**CUPLIKAN TEKS**.
══════════

Rabu 10 Feb 2016 17:00 WIB

Catatan Sepak Bola- Pers dan Sepak Bola

Red:

Tanggal 9 Februari selalu diperingati sebagai Hari Pers di Indonesia. Perayaan Hari Pers tak terlepas dari sejarah dibentuknya wadah profesi bagi insan jurnalistik pada 70 tahun silam di Kota Surakarta.

Kala itu, Sumanang Surjowinoto memimpin lembaga profesi yang dinamakan Persatuan Wartawan Indonesia (PWI). Sepanjang 70 tahun setelah berdirinya PWI, dunia pers terus berkembang pesat.

Peran pers pun terasa di sejumlah sektor, tak terkecuali di dunia olahraga. Dalam tulisan ini, saya ingin mengaitkan peran pers secara umum pada perkembangan dunia olahraga, utamanya sepak bola.

Pers dan dunia olahraga memang tak bisa dilepaskan. Posisi pers tak hanya sebagai media, tapi juga alat yang kerap digunakan sebagai strategi dalam memenangkan pertandingan. Kondisi ini berlaku di cabang olahraga tak terukur.

Tak heran, sesi konferensi pers sebelum jalannya laga sepak bola kerap digunakan untuk menyerang psikologi lawan. Dalam sebuah laga antarnegara, pers tak jarang "berperang" untuk membela tanah airnya.

Saya ingin mengambil contoh pada saat sesi konferensi pers jelang laga antara tim nasional Indonesia melawan Qatar di kualifikasi Piala Dunia 2014. Saat itu, salah satu wartawan Indonesia sengaja "meneror" pemain Qatar dengan pertanyaan mengenai kemungkinan rusuh di Stadion Gelora Bung Karno.

Kebetulan wartawan Indonesia itu lancar berbahasa Arab karena lama mengenyam pendidikan di pesantren. Mendengar pertanyaan itu, salah satu ofisial Qatar berang. "Apakah Anda mencoba menakut-nakuti pemain kami?" teriak sang ofisial, menyela sesi tanya jawab kala itu.

Pers Qatar lantas balas melancarkan strategi menyerang tim Indonesia di sesi konferensi pers. Kali ini beberapa wartawan asal negara itu meminta pandangan pemain Indonesia soal kemungkinan "dibantai" dengan skor besar di kandang sendiri.

══════════

**DATA TERSEDIA**.
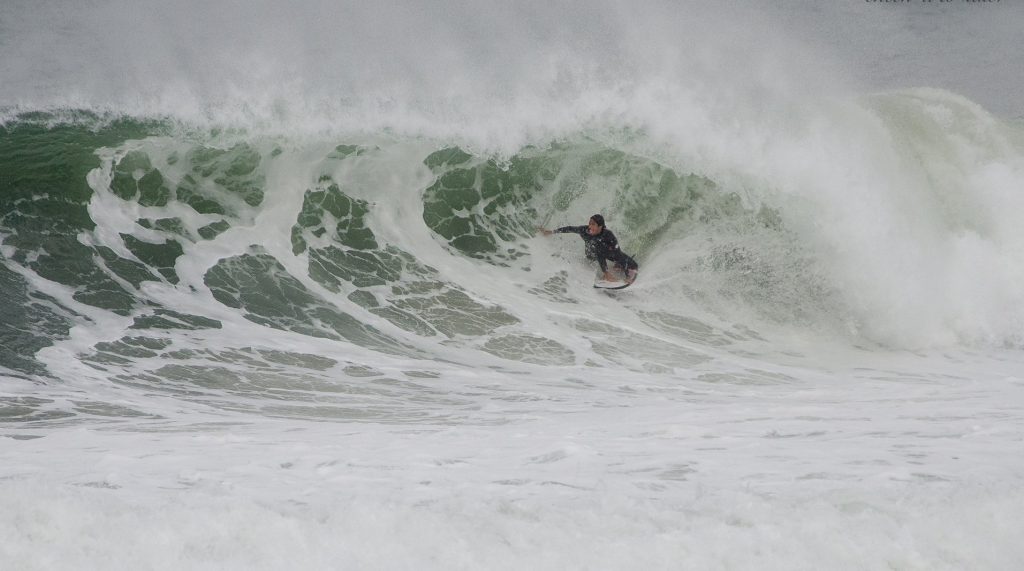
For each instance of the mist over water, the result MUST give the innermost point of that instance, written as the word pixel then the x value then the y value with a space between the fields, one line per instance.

══════════

**UNTUK DIKERJAKAN**.
A - Jawablah pertanyaan berikut berdasarkan cuplikan teks tentang pers dan sepak bola.
(i) Di kota mana wadah profesi bagi insan jurnalistik dibentuk 70 tahun silam?
(ii) Siapa yang memimpin Persatuan Wartawan Indonesia (PWI) kala itu?
(iii) Mengapa wartawan Indonesia dalam konferensi pers jelang laga melawan Qatar lancar berbahasa Arab?
B - Teruskan cuplikan teks tentang pers dan sepak bola dari titik terakhirnya.
Materi di atas tidak ada hubungannya dengan cuplikan teks tentang pers dan sepak bola.

**JAWABAN LATIHAN**.
A -
(i) Di Kota Surakarta.
(ii) Sumanang Surjowinoto.
(iii) Karena ia lama mengenyam pendidikan di pesantren.

B -
Sengitnya sesi konferensi pers antara wartawan Indonesia versus wartawan Qatar itu menular ke lapangan. Hasil pertandingan pun menggambarkan serunya laga yang berkesudahan 3-2 untuk kemenangan Qatar.

Harus diakui, peran pers memang belum optimal dalam mengangkat prestasi sepak bola Indonesia. Patut diakui pula pers juga bertanggung jawab atas sengketa persepakbolaan yang melanda Indonesia kini.

Sebab, tak jarang insan pers nasional menyambi sebagai pengurus cabang olahraga, utamanya di PSSI. Pada akhirnya muncul oknum wartawan dengan peran bak birokrat pelat merah yang memiliki jiwa korsa atas institusi di luar medianya.

Namun, kondisi di sepak bola berbanding terbalik di dunia bulu tangkis. Pada dunia tepok bulu ini, peran pers Indonesia benar-benar lebih terasa di lapangan. Tak banyak wartawan bulu tangkis Indonesia yang tertarik dalam mengulik intrik politik.

Mereka lebih memilih menjalin relasi yang baik dengan para atlet, pelatih, bahkan insan bulu tangkis dunia. Tak heran, pada akhirnya banyak pewarta yang berhasil "mempromosikan" nama atlet muda nasional hingga akhirnya sukses di level dunia.

Di sisi lain, beberapa atlet Indonesia nyatanya juga punya minat besar pada dunia pers. Sebagai contoh nyata adalah eks perenang nasional Richard Sambera yang pernah menjadi pembawa acara dalam berita di stasiun televisi swasta.

Peraih tujuh emas di nomor renang 100 meter SEA Games juga pernah menjadi kepala editor untuk sebuah majalah. Hingga kini, dia pun banting setir menjadi seorang politisi.

Pesepak bola yang masih aktif bermain, seperti Bambang Pamungkas dan Ramdani Lestaluhu juga punya ketertarikan besar dengan dunia pers. Keduanya bahkan memiliki kolom khusus di salah satu laman olahraga nasional. Bambang malah rela mengeluarkan koceknya pribadi untuk membesarkan media yang dia geluti itu.

Lantas bagaimana relasi antara pers dan sepak bola di mancanegara? Harus diakui, relasi pers dan sepak bola di mancanegara jauh lebih maju dibanding di Indonesia. Di Eropa, pers malah ikut berperan dalam merevolusi aturan dunia kulit bundar. Sebagai contoh, bagaimana pers Inggris yang gencar menggulirkan isu penggunaan teknologi garis gawang usai insiden di Piala Dunia 2010.

Kini, perjuangan itu berbuah dengan diterapkannya teknologi garis gawang di sejumlah kompetisi top dunia. Tak hanya itu, peran sentral wartawan di dunia sepak bola juga tercermin dari mekanisme penetapan pemain terbaik dunia, alias Ballon d'Or. Sejumlah wartawan berperan untuk mem-voting siapakah pemain yang berhak menjadi peraih titel terbaik di muka bumi.

Sejatinya penghargaan ini malah merupakan hajatan tahunan yang digelar oleh media terkemuka Prancis, France Football/,/ bekerja sama dengan FIFA. Namun, sejak tahun 2010, FIFA mengambil penuh hajatan itu.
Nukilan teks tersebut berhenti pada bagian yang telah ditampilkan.